-- Start --
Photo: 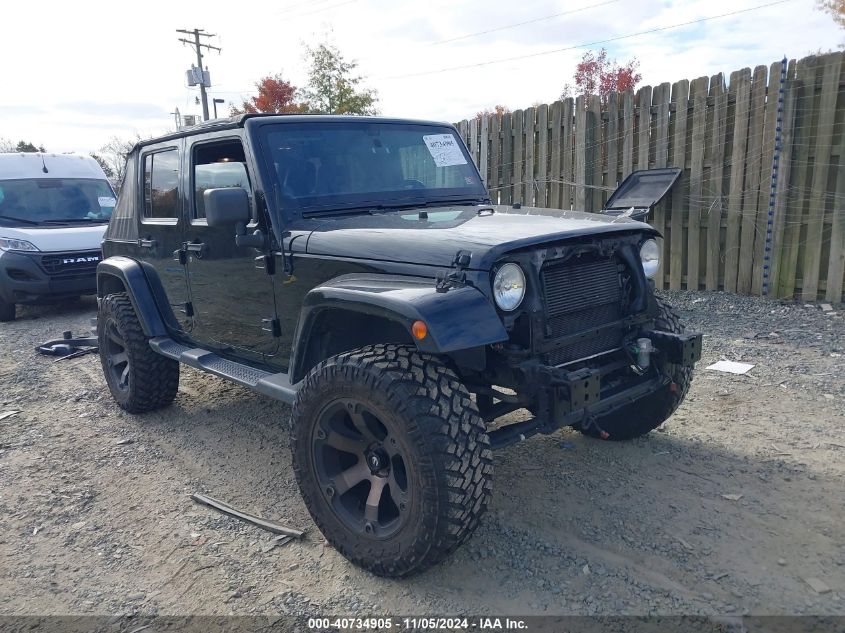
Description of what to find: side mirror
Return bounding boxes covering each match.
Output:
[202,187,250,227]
-- End --
-- Start --
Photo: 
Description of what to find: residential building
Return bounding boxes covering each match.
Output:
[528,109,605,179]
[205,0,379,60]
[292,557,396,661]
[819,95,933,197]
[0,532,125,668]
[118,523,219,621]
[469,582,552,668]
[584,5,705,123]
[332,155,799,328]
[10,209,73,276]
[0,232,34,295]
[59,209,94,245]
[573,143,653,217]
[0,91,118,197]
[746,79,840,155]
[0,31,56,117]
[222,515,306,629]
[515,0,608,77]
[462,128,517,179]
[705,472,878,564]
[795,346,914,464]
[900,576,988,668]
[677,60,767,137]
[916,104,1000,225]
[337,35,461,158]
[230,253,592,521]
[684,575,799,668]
-- End --
● Given exercise: Gather every line of the data above that contains the string "find". Case counts.

● Completed task:
Description of what to find: side mirror
Description of what to find: residential building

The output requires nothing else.